▶ EXERCISE DIRECTIONS:
Format the rows below as a numbered list and omit any blank lines.
--- BEGIN SUPPLIED DATA ---
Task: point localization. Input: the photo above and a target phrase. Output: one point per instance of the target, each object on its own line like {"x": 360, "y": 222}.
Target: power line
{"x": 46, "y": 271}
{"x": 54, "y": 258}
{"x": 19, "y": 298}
--- END SUPPLIED DATA ---
▶ EXPECTED ANSWER:
1. Task: point localization. Input: the photo above and a target phrase. Output: one point per instance of the target, each object on its own line like {"x": 360, "y": 222}.
2. Target: power line
3. {"x": 46, "y": 271}
4. {"x": 54, "y": 258}
5. {"x": 19, "y": 298}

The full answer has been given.